Wherever a line in the data holds the word "white", pull that line out.

Stored items:

● ● ● ● ●

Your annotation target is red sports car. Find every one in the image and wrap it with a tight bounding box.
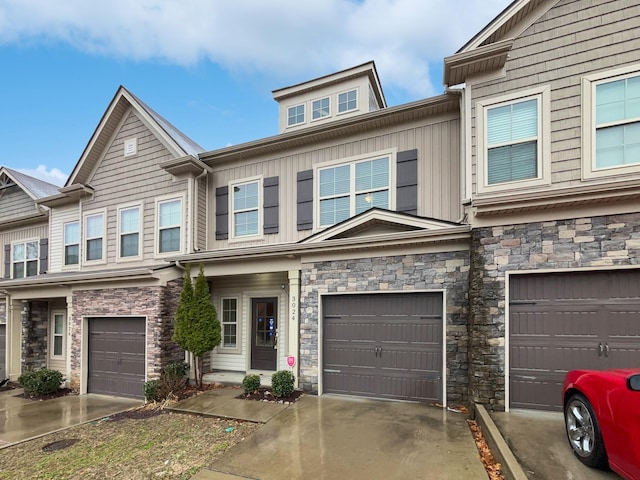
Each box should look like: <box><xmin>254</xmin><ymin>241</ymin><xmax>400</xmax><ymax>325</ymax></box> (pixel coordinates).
<box><xmin>563</xmin><ymin>369</ymin><xmax>640</xmax><ymax>480</ymax></box>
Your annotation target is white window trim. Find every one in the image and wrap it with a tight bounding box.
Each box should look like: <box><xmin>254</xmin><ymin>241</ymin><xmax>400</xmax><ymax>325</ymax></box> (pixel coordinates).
<box><xmin>337</xmin><ymin>87</ymin><xmax>359</xmax><ymax>115</ymax></box>
<box><xmin>229</xmin><ymin>176</ymin><xmax>263</xmax><ymax>242</ymax></box>
<box><xmin>50</xmin><ymin>311</ymin><xmax>66</xmax><ymax>359</ymax></box>
<box><xmin>313</xmin><ymin>149</ymin><xmax>397</xmax><ymax>230</ymax></box>
<box><xmin>10</xmin><ymin>238</ymin><xmax>40</xmax><ymax>279</ymax></box>
<box><xmin>582</xmin><ymin>64</ymin><xmax>640</xmax><ymax>180</ymax></box>
<box><xmin>155</xmin><ymin>194</ymin><xmax>185</xmax><ymax>257</ymax></box>
<box><xmin>124</xmin><ymin>137</ymin><xmax>137</xmax><ymax>157</ymax></box>
<box><xmin>219</xmin><ymin>296</ymin><xmax>241</xmax><ymax>354</ymax></box>
<box><xmin>476</xmin><ymin>85</ymin><xmax>551</xmax><ymax>194</ymax></box>
<box><xmin>311</xmin><ymin>96</ymin><xmax>331</xmax><ymax>121</ymax></box>
<box><xmin>116</xmin><ymin>202</ymin><xmax>143</xmax><ymax>262</ymax></box>
<box><xmin>83</xmin><ymin>209</ymin><xmax>107</xmax><ymax>265</ymax></box>
<box><xmin>287</xmin><ymin>104</ymin><xmax>305</xmax><ymax>127</ymax></box>
<box><xmin>63</xmin><ymin>220</ymin><xmax>80</xmax><ymax>269</ymax></box>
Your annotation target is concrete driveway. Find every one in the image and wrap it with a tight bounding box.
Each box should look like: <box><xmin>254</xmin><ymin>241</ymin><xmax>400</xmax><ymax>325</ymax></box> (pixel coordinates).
<box><xmin>0</xmin><ymin>388</ymin><xmax>141</xmax><ymax>448</ymax></box>
<box><xmin>489</xmin><ymin>409</ymin><xmax>620</xmax><ymax>479</ymax></box>
<box><xmin>190</xmin><ymin>394</ymin><xmax>486</xmax><ymax>480</ymax></box>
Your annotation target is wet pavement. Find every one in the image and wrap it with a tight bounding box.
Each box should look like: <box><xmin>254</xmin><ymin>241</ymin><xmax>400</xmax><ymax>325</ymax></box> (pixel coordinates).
<box><xmin>489</xmin><ymin>409</ymin><xmax>619</xmax><ymax>479</ymax></box>
<box><xmin>0</xmin><ymin>388</ymin><xmax>141</xmax><ymax>448</ymax></box>
<box><xmin>171</xmin><ymin>390</ymin><xmax>486</xmax><ymax>480</ymax></box>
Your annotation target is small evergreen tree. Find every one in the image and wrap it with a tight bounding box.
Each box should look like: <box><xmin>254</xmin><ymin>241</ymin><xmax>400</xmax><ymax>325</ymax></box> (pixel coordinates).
<box><xmin>172</xmin><ymin>264</ymin><xmax>221</xmax><ymax>388</ymax></box>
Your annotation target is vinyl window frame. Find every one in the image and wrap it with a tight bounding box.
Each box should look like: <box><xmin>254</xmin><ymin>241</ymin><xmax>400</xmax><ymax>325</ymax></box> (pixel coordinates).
<box><xmin>582</xmin><ymin>64</ymin><xmax>640</xmax><ymax>180</ymax></box>
<box><xmin>312</xmin><ymin>96</ymin><xmax>331</xmax><ymax>120</ymax></box>
<box><xmin>287</xmin><ymin>104</ymin><xmax>305</xmax><ymax>127</ymax></box>
<box><xmin>11</xmin><ymin>239</ymin><xmax>39</xmax><ymax>279</ymax></box>
<box><xmin>230</xmin><ymin>176</ymin><xmax>263</xmax><ymax>241</ymax></box>
<box><xmin>337</xmin><ymin>88</ymin><xmax>358</xmax><ymax>114</ymax></box>
<box><xmin>219</xmin><ymin>297</ymin><xmax>241</xmax><ymax>353</ymax></box>
<box><xmin>50</xmin><ymin>311</ymin><xmax>66</xmax><ymax>359</ymax></box>
<box><xmin>117</xmin><ymin>203</ymin><xmax>142</xmax><ymax>261</ymax></box>
<box><xmin>83</xmin><ymin>210</ymin><xmax>106</xmax><ymax>264</ymax></box>
<box><xmin>63</xmin><ymin>221</ymin><xmax>80</xmax><ymax>267</ymax></box>
<box><xmin>155</xmin><ymin>195</ymin><xmax>184</xmax><ymax>256</ymax></box>
<box><xmin>475</xmin><ymin>85</ymin><xmax>551</xmax><ymax>194</ymax></box>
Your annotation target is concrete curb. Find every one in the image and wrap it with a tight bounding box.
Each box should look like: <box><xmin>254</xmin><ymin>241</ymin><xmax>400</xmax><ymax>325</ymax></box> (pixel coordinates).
<box><xmin>474</xmin><ymin>404</ymin><xmax>529</xmax><ymax>480</ymax></box>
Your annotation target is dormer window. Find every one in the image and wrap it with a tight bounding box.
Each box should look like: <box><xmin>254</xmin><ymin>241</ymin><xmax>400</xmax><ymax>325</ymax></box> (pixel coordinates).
<box><xmin>312</xmin><ymin>97</ymin><xmax>330</xmax><ymax>120</ymax></box>
<box><xmin>338</xmin><ymin>89</ymin><xmax>357</xmax><ymax>113</ymax></box>
<box><xmin>287</xmin><ymin>104</ymin><xmax>305</xmax><ymax>126</ymax></box>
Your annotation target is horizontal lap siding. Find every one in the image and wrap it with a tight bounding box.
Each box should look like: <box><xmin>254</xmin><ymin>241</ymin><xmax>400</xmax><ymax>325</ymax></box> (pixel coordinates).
<box><xmin>81</xmin><ymin>111</ymin><xmax>188</xmax><ymax>267</ymax></box>
<box><xmin>0</xmin><ymin>188</ymin><xmax>37</xmax><ymax>222</ymax></box>
<box><xmin>208</xmin><ymin>115</ymin><xmax>461</xmax><ymax>248</ymax></box>
<box><xmin>471</xmin><ymin>0</ymin><xmax>640</xmax><ymax>193</ymax></box>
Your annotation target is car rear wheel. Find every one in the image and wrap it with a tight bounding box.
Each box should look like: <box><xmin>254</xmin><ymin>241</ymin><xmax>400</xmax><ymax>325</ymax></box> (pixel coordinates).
<box><xmin>564</xmin><ymin>393</ymin><xmax>608</xmax><ymax>468</ymax></box>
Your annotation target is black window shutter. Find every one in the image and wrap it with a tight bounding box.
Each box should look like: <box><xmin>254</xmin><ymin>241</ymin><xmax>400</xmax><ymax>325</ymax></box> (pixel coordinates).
<box><xmin>297</xmin><ymin>170</ymin><xmax>313</xmax><ymax>231</ymax></box>
<box><xmin>4</xmin><ymin>244</ymin><xmax>9</xmax><ymax>278</ymax></box>
<box><xmin>39</xmin><ymin>238</ymin><xmax>49</xmax><ymax>274</ymax></box>
<box><xmin>396</xmin><ymin>149</ymin><xmax>418</xmax><ymax>215</ymax></box>
<box><xmin>215</xmin><ymin>186</ymin><xmax>229</xmax><ymax>240</ymax></box>
<box><xmin>263</xmin><ymin>176</ymin><xmax>279</xmax><ymax>235</ymax></box>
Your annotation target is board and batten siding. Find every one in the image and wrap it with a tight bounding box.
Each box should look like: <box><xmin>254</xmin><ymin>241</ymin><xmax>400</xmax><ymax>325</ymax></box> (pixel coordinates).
<box><xmin>79</xmin><ymin>109</ymin><xmax>189</xmax><ymax>268</ymax></box>
<box><xmin>469</xmin><ymin>0</ymin><xmax>640</xmax><ymax>194</ymax></box>
<box><xmin>208</xmin><ymin>113</ymin><xmax>461</xmax><ymax>248</ymax></box>
<box><xmin>0</xmin><ymin>187</ymin><xmax>38</xmax><ymax>222</ymax></box>
<box><xmin>48</xmin><ymin>204</ymin><xmax>79</xmax><ymax>273</ymax></box>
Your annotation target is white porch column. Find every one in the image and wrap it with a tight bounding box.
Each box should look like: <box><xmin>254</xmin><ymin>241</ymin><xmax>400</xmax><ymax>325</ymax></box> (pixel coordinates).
<box><xmin>287</xmin><ymin>270</ymin><xmax>300</xmax><ymax>387</ymax></box>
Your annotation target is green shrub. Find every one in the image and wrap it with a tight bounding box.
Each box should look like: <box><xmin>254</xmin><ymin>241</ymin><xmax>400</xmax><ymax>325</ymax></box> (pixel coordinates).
<box><xmin>242</xmin><ymin>374</ymin><xmax>261</xmax><ymax>394</ymax></box>
<box><xmin>271</xmin><ymin>370</ymin><xmax>295</xmax><ymax>398</ymax></box>
<box><xmin>144</xmin><ymin>379</ymin><xmax>162</xmax><ymax>402</ymax></box>
<box><xmin>18</xmin><ymin>368</ymin><xmax>65</xmax><ymax>396</ymax></box>
<box><xmin>160</xmin><ymin>361</ymin><xmax>189</xmax><ymax>397</ymax></box>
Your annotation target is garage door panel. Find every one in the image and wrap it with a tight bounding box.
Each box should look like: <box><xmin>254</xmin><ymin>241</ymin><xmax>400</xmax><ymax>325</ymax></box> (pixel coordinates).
<box><xmin>510</xmin><ymin>271</ymin><xmax>640</xmax><ymax>411</ymax></box>
<box><xmin>323</xmin><ymin>293</ymin><xmax>443</xmax><ymax>403</ymax></box>
<box><xmin>89</xmin><ymin>317</ymin><xmax>145</xmax><ymax>399</ymax></box>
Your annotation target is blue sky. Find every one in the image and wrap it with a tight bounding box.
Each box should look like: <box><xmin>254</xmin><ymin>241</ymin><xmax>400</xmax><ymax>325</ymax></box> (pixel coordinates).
<box><xmin>0</xmin><ymin>0</ymin><xmax>508</xmax><ymax>186</ymax></box>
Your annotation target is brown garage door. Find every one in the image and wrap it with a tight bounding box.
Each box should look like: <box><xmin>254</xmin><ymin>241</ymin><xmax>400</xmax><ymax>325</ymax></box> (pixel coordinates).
<box><xmin>0</xmin><ymin>324</ymin><xmax>5</xmax><ymax>379</ymax></box>
<box><xmin>510</xmin><ymin>270</ymin><xmax>640</xmax><ymax>411</ymax></box>
<box><xmin>88</xmin><ymin>317</ymin><xmax>146</xmax><ymax>398</ymax></box>
<box><xmin>323</xmin><ymin>293</ymin><xmax>443</xmax><ymax>402</ymax></box>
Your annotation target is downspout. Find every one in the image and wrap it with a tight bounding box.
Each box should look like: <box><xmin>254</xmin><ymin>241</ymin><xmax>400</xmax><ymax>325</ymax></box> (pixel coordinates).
<box><xmin>192</xmin><ymin>166</ymin><xmax>210</xmax><ymax>253</ymax></box>
<box><xmin>445</xmin><ymin>86</ymin><xmax>469</xmax><ymax>224</ymax></box>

● ● ● ● ●

**Answer section**
Your annotation target is white window trim. Find every one in the image and wrap it with a tight bounding box.
Your annotation target is white porch column. Find every one in the image and wrap it with a tight bounding box.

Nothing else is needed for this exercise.